* _INFORMATION GIVEN_
----

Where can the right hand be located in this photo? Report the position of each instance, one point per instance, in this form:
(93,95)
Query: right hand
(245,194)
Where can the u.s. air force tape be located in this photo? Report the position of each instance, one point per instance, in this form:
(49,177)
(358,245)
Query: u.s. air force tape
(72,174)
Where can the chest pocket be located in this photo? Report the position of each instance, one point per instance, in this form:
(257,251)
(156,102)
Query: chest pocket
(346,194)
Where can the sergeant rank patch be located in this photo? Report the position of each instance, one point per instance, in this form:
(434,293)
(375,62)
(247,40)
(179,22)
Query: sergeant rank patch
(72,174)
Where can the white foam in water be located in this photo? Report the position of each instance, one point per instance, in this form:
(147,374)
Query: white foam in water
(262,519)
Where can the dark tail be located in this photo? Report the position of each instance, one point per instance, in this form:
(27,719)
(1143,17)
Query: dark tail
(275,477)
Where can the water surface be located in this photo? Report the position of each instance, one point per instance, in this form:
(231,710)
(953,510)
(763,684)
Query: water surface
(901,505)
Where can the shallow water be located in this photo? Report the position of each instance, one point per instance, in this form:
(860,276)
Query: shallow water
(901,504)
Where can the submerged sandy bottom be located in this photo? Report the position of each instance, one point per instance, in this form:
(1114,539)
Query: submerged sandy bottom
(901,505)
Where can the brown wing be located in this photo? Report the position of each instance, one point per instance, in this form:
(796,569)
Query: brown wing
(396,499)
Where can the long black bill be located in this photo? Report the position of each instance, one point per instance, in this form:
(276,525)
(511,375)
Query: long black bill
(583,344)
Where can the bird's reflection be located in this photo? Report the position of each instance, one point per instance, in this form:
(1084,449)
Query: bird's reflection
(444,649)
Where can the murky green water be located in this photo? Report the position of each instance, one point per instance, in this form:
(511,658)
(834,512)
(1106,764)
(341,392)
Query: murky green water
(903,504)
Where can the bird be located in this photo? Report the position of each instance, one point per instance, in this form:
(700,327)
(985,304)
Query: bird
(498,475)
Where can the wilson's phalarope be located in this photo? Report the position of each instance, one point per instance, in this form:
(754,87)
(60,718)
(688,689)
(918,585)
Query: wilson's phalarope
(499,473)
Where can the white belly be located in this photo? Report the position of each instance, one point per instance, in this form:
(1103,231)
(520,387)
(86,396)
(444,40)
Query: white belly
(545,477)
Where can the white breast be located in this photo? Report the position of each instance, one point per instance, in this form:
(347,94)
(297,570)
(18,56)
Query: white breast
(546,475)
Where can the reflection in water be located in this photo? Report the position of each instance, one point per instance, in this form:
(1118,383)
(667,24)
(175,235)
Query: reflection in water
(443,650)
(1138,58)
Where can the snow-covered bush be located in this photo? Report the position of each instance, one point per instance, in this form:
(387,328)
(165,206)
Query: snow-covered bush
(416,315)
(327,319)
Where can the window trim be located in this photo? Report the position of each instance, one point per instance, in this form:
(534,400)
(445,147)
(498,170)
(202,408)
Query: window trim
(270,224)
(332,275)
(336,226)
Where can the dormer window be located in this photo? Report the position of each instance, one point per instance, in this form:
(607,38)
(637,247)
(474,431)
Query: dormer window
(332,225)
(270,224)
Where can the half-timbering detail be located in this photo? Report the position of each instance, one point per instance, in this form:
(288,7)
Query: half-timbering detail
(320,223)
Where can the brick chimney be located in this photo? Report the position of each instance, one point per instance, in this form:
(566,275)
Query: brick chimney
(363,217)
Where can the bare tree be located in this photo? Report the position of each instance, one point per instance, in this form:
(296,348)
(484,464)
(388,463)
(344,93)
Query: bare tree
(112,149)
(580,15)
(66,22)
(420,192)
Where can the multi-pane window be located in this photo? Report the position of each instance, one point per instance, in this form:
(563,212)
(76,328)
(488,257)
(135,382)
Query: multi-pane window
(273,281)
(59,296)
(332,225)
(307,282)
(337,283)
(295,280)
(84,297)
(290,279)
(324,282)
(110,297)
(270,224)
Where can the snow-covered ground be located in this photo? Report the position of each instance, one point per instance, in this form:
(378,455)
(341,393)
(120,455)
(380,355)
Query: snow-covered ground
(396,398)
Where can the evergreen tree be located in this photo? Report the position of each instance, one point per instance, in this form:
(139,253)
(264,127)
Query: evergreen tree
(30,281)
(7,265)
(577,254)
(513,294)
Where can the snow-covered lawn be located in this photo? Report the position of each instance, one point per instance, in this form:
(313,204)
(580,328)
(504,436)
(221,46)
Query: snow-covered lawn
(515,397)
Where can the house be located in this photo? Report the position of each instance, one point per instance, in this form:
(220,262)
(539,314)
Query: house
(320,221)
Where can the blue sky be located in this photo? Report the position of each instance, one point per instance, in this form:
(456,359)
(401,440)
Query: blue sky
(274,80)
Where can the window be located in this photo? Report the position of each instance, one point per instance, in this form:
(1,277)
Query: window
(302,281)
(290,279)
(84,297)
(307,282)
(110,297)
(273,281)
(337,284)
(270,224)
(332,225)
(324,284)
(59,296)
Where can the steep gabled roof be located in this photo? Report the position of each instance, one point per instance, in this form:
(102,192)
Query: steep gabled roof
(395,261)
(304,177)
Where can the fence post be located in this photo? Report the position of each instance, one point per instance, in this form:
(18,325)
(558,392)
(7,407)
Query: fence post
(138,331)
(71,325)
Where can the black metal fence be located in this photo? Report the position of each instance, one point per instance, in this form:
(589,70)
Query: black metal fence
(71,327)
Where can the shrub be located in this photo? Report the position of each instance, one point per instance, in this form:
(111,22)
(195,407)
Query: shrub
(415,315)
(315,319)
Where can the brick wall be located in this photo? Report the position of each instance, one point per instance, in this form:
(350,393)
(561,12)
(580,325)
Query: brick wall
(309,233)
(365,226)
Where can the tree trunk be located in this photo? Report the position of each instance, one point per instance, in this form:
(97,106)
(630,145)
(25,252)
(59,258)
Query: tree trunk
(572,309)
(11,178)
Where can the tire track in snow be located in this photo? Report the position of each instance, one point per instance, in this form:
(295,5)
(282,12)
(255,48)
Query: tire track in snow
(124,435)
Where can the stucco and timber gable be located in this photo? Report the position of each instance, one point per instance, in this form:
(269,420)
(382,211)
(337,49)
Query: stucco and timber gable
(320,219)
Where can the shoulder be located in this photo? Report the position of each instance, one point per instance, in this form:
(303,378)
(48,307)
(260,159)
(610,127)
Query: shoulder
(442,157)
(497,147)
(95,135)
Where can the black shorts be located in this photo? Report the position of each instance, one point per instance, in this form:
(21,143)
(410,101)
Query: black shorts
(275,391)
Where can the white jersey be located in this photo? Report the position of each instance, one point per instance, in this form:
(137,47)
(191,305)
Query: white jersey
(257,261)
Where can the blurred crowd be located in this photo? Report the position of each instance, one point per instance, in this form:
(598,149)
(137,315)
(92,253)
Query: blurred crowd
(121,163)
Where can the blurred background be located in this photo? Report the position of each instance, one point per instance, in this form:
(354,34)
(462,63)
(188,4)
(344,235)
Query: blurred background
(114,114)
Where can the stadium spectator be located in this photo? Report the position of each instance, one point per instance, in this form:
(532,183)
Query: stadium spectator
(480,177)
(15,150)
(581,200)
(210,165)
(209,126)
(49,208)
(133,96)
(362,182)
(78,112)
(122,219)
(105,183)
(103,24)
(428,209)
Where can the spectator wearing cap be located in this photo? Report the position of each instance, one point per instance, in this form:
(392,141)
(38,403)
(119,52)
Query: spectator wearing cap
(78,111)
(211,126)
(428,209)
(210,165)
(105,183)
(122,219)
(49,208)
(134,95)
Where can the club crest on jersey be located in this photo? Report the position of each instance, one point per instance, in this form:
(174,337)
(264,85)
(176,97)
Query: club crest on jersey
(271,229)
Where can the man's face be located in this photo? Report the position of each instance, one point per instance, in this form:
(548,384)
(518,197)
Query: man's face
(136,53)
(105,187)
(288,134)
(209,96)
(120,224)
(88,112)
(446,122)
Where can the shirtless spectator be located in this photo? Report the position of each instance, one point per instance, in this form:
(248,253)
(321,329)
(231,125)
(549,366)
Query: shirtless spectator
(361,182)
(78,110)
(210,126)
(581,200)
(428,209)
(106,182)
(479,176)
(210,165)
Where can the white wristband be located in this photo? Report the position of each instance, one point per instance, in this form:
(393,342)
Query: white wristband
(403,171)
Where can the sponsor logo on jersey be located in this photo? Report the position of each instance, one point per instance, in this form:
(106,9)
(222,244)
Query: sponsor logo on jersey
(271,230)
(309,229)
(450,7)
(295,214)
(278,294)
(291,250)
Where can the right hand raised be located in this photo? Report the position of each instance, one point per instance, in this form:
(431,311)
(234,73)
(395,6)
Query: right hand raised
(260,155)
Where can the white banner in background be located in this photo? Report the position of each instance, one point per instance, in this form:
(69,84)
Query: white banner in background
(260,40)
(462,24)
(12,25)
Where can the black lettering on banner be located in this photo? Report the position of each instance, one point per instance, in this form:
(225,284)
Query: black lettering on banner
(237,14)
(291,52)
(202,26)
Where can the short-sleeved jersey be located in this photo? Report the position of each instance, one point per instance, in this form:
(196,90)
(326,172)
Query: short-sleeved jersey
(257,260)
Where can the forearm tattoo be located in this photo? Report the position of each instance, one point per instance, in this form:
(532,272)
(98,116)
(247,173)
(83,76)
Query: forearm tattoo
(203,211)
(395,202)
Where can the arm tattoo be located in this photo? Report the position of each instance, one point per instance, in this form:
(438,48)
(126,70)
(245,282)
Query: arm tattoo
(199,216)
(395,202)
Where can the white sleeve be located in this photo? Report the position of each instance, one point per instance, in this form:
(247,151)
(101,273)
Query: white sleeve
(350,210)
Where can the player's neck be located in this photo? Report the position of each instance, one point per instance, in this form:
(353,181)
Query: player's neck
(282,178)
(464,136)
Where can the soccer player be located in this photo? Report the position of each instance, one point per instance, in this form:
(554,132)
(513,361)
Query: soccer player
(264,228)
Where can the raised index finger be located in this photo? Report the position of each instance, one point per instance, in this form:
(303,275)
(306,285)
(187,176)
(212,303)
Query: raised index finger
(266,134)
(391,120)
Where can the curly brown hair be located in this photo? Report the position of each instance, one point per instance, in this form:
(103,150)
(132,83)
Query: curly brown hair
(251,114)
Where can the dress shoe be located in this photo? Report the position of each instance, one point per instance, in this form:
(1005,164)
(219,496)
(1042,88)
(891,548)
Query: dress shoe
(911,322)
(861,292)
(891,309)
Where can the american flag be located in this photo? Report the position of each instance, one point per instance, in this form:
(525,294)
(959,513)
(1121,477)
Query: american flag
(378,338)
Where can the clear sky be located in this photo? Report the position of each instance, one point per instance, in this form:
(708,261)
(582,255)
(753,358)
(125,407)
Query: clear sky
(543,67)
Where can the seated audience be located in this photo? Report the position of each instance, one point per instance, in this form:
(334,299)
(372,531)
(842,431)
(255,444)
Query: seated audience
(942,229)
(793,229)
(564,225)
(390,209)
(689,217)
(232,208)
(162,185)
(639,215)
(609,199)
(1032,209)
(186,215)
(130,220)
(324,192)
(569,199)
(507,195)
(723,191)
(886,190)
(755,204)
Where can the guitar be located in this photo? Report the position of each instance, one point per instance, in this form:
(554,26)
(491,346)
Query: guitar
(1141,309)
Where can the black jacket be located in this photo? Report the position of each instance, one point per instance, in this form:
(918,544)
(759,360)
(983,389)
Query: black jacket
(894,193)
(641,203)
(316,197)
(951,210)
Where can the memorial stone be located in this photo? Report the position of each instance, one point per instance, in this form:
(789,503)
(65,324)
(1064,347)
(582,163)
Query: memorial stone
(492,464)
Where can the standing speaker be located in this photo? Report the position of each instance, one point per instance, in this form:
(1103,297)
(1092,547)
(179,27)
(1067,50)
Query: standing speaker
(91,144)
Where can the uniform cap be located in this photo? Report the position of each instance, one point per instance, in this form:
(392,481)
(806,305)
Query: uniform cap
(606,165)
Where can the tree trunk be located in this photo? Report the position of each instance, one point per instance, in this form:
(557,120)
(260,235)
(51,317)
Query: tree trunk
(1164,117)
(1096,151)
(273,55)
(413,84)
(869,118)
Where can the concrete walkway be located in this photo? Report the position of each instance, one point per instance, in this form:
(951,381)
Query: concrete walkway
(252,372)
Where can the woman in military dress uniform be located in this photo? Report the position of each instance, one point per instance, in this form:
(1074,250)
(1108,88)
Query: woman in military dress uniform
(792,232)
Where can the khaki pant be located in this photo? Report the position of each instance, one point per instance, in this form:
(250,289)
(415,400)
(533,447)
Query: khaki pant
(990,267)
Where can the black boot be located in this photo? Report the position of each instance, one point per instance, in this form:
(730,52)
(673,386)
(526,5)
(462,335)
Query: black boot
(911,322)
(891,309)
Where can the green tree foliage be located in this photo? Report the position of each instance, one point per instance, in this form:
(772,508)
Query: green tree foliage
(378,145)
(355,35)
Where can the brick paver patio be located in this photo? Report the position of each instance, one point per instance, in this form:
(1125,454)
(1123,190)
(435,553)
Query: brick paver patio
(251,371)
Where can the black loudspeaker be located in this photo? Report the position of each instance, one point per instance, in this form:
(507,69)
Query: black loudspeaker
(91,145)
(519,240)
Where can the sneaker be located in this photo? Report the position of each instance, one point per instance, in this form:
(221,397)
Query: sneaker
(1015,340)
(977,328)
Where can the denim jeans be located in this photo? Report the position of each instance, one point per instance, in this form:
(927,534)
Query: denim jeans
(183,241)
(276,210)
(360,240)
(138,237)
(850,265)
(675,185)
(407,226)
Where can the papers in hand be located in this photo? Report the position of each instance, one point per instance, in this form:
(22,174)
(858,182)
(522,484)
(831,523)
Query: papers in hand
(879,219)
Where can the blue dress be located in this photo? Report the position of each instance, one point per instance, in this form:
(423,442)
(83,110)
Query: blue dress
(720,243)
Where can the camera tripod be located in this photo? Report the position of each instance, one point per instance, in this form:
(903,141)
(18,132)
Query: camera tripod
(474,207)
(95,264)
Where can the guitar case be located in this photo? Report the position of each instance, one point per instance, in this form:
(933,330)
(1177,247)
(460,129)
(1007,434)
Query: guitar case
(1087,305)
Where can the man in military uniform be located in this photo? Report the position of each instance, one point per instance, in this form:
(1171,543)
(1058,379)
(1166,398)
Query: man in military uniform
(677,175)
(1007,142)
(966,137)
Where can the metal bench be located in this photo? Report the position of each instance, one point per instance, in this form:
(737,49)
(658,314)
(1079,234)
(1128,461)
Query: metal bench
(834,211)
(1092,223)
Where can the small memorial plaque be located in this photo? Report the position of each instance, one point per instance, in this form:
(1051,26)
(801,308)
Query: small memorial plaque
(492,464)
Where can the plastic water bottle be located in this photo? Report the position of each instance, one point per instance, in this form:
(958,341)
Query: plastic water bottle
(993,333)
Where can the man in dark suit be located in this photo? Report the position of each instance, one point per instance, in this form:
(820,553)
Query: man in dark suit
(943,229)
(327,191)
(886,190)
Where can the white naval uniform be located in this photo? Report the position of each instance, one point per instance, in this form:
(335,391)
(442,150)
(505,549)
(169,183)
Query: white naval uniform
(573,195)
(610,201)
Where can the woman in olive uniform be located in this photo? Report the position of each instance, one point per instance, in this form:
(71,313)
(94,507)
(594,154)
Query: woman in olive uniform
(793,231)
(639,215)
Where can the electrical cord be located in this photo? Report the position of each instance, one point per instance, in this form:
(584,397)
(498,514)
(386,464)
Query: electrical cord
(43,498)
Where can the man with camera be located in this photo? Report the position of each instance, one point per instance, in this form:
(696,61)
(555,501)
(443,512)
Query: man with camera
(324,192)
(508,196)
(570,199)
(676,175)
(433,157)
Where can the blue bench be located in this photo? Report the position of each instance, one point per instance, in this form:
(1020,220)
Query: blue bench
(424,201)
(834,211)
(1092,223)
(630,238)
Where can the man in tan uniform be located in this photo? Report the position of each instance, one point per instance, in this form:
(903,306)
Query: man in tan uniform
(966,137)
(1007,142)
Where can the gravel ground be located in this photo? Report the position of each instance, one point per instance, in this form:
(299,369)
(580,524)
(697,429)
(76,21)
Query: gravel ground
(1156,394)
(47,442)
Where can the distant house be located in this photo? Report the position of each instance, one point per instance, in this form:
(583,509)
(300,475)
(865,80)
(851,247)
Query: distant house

----

* _EXERCISE AIM_
Return every line above that contains the word "distant".

* _TASK ANSWER_
Where can the distant house be located in this photo? Report the position of each instance, one point per instance, in this form:
Query: distant house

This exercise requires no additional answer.